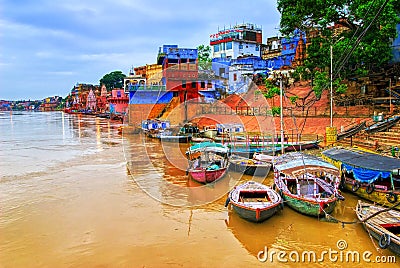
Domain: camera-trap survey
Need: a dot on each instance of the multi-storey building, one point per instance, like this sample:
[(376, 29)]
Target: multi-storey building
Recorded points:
[(154, 74), (241, 40), (272, 48)]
────────────────────
## What is being asked
Rewrite the data above with every "multi-storey building" changed to "high-rise building" and nothing else altered. Leave out the pictures.

## Answer to the problem
Domain: camera-trap survey
Need: a dot on each instance of the high-rise building, one point per instance, like this sample:
[(376, 29)]
Target: high-rise building
Recorded points:
[(154, 74), (241, 40), (272, 48)]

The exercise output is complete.